* _EXERCISE DIRECTIONS_
The expected result is the run of lines from the one containing "Each instance of the young" to the end of the listing, copied exactly.

————

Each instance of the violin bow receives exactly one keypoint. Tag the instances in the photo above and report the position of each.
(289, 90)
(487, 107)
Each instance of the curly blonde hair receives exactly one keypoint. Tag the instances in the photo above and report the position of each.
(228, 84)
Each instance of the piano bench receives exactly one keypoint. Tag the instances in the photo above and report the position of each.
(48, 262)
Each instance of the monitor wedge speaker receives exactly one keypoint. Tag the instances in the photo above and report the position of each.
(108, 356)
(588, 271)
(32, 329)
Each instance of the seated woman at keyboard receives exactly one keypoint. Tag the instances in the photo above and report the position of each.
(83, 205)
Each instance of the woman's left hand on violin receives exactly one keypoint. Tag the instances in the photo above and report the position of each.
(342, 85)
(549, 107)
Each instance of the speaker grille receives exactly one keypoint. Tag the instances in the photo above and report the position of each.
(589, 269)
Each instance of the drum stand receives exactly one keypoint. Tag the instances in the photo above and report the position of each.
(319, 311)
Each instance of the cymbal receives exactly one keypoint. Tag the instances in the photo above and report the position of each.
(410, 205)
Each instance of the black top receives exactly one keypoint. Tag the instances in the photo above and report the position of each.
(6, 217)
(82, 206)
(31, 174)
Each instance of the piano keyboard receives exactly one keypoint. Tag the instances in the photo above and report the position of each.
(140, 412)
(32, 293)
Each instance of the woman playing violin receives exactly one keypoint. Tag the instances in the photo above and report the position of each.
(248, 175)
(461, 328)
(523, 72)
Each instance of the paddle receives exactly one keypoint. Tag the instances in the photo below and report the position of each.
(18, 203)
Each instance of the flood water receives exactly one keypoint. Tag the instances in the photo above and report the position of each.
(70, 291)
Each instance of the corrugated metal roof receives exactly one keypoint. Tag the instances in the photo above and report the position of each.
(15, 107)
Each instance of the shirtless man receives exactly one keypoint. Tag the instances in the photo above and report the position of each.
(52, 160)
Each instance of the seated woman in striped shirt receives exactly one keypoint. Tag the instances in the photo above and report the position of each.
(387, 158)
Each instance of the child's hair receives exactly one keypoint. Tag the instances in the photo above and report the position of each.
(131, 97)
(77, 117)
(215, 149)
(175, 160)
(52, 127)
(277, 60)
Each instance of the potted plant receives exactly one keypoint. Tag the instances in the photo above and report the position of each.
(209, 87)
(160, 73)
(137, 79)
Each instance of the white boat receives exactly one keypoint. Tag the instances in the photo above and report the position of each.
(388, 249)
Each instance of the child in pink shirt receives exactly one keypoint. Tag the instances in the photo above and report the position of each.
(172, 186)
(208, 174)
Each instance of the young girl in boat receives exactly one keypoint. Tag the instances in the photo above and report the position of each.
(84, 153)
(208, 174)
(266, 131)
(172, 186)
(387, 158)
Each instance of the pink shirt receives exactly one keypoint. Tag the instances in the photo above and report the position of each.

————

* _EXERCISE SOLUTION_
Each instance of the young girl in boat receives exactly one keypoint. Tag the instances in the photo above and report the position of each.
(84, 153)
(208, 174)
(266, 131)
(172, 186)
(387, 158)
Each instance of the pink shirt receives exactly one keypoint. Tag the instances in the photo above and report the position of each.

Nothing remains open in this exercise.